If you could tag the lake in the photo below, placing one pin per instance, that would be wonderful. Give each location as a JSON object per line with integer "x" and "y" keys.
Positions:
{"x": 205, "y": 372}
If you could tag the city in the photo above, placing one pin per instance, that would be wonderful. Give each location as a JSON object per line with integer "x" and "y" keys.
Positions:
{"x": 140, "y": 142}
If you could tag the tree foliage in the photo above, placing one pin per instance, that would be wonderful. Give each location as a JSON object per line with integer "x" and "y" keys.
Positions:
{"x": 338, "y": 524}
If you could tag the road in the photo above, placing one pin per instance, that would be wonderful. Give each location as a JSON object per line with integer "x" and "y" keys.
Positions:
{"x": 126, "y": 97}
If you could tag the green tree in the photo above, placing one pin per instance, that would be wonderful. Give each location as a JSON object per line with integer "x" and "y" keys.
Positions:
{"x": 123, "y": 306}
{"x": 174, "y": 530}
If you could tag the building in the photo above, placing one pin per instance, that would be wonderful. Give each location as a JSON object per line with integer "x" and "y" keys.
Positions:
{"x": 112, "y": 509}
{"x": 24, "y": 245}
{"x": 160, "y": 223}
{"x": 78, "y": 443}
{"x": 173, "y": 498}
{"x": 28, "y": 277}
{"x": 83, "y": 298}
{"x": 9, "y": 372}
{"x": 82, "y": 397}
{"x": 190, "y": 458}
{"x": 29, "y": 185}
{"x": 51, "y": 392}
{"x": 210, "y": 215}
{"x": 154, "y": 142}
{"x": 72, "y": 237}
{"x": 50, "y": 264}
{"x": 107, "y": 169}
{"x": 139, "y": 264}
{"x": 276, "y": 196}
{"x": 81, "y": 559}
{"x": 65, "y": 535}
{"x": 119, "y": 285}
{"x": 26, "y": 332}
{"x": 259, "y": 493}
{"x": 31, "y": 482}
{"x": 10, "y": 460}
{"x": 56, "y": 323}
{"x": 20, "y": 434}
● ● ● ● ●
> GOAL:
Copy every row above word for word, without changing anything.

> SOLUTION TO THE PROBLEM:
If you could tag the lake in the photo below, placing one pin per instance, that would be wonderful. Give each location as a JSON object per line with integer "x" and "y" keys.
Positions:
{"x": 205, "y": 372}
If you could tag the city in the photo above, placing one pin per instance, that would be wonderful. Give each location as a JSON object per line with integer "x" and "y" keys.
Positions:
{"x": 140, "y": 142}
If you could tag the tree foliage in the photo above, placing one pin per instance, that would be wonderful. Give each location as a JSON object per line with integer "x" and "y" keys.
Positions:
{"x": 338, "y": 524}
If you could tag the road in the photo above, placing one pin per instance, that would be wonderful. Give each location as a JSON object per line with integer "x" and "y" keys.
Positions:
{"x": 126, "y": 97}
If you could tag the green tree in the photo above, placing one pin per instance, that would be wonderful. Give each location as a JSON object per line with integer "x" and "y" keys.
Positions:
{"x": 123, "y": 306}
{"x": 174, "y": 530}
If you could tag the building in the photo above, placing one pin per instance, that would be wonderful. Give each location as a JSON object per line with integer "x" and "y" keys.
Positions:
{"x": 112, "y": 509}
{"x": 24, "y": 245}
{"x": 160, "y": 223}
{"x": 78, "y": 443}
{"x": 173, "y": 498}
{"x": 28, "y": 277}
{"x": 83, "y": 298}
{"x": 9, "y": 372}
{"x": 82, "y": 397}
{"x": 190, "y": 458}
{"x": 29, "y": 185}
{"x": 51, "y": 392}
{"x": 210, "y": 215}
{"x": 154, "y": 142}
{"x": 72, "y": 237}
{"x": 50, "y": 264}
{"x": 107, "y": 169}
{"x": 139, "y": 264}
{"x": 276, "y": 196}
{"x": 81, "y": 559}
{"x": 65, "y": 535}
{"x": 119, "y": 285}
{"x": 26, "y": 332}
{"x": 259, "y": 493}
{"x": 31, "y": 482}
{"x": 10, "y": 460}
{"x": 56, "y": 323}
{"x": 20, "y": 434}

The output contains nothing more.